### TASK PROMPT
Please count the lines below that contain the word "Query", and reply with that number alone.

### DATA TO PROCESS

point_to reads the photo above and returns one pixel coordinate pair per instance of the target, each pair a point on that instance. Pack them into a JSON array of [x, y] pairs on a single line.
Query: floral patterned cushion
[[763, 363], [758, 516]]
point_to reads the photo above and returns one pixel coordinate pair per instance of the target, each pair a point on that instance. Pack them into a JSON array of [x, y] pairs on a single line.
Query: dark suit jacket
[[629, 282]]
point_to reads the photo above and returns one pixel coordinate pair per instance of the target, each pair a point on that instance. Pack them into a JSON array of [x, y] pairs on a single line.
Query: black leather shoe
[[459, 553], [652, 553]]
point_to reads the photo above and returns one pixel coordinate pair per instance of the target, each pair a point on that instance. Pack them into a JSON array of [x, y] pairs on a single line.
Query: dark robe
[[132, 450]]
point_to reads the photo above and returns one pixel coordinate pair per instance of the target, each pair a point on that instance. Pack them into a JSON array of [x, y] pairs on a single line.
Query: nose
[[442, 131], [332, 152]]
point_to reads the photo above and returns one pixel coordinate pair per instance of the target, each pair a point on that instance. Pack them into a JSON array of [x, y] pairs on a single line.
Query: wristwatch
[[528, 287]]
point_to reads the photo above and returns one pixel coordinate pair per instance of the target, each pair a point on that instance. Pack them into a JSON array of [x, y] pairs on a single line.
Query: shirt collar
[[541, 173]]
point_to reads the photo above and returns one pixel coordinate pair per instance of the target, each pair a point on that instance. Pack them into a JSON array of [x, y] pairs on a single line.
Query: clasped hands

### OUTPUT OF THE TASK
8